Work instructions: Find the line containing "of the knuckle". Retype it and every line after it through the end of the entries, exactly as written, with nothing added.
----- Records shown -----
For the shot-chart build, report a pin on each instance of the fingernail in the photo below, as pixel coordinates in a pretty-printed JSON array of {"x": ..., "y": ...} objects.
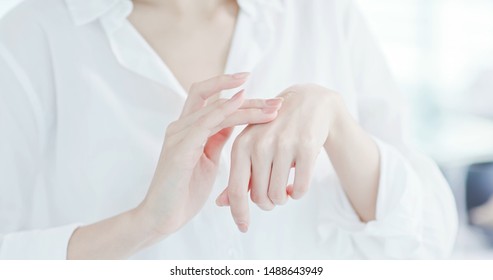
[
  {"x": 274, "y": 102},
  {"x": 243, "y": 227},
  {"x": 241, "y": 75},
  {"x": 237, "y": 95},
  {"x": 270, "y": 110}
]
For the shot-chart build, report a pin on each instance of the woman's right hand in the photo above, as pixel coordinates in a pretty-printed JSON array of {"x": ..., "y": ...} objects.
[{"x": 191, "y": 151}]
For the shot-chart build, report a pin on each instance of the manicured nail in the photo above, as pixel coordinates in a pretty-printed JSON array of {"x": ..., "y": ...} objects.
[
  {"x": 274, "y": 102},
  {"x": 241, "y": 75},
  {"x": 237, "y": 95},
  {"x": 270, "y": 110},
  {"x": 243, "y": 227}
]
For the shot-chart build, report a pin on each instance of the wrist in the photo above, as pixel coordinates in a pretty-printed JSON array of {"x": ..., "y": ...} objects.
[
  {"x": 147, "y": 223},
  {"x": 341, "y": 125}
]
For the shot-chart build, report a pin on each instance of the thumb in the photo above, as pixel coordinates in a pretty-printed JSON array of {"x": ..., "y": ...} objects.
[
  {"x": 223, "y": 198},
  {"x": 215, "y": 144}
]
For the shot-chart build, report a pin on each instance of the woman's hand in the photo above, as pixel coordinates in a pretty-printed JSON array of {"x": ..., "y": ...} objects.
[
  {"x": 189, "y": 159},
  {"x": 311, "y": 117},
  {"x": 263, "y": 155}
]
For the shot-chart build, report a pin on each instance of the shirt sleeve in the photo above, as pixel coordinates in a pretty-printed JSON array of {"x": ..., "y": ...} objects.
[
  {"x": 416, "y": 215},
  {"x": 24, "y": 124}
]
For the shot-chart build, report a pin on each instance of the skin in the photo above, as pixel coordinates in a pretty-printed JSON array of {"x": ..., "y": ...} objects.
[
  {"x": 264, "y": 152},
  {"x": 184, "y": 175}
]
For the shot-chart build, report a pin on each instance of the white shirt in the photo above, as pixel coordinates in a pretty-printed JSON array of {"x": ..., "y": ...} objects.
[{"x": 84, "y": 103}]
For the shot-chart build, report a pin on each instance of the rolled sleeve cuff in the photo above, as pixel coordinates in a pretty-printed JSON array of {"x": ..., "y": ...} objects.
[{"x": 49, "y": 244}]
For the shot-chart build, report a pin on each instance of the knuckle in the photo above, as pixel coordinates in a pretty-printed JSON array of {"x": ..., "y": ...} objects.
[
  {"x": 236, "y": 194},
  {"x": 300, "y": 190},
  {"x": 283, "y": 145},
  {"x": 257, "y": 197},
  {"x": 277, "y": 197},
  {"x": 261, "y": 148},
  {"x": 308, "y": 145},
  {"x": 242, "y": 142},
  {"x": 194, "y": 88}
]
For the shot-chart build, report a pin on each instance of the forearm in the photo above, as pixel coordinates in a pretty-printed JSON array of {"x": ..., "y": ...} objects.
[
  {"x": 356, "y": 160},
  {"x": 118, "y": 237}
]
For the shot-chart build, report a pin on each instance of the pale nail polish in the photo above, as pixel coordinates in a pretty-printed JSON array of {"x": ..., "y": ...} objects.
-----
Response for this exercise:
For the shot-chart build, report a pin on each instance of the knuckle in the photo above, as pixel coordinates in a pretty-printed JSON array of {"x": ..., "y": ...} objects.
[
  {"x": 236, "y": 194},
  {"x": 300, "y": 190},
  {"x": 283, "y": 145},
  {"x": 257, "y": 197},
  {"x": 277, "y": 197},
  {"x": 261, "y": 148},
  {"x": 308, "y": 145},
  {"x": 242, "y": 142},
  {"x": 194, "y": 88}
]
For the shot-chart build, report a pin on each instance of the forearm in the photo above, as pixel coordinates in a pretty-printed JSON array of {"x": ..., "y": ...} objects.
[
  {"x": 356, "y": 160},
  {"x": 118, "y": 237}
]
For the shot-chart build, report a pin on each instance of the pale nail polish in the photo above, as pixel coordinates in a pretty-printed JSON array of {"x": ..., "y": ...} objects.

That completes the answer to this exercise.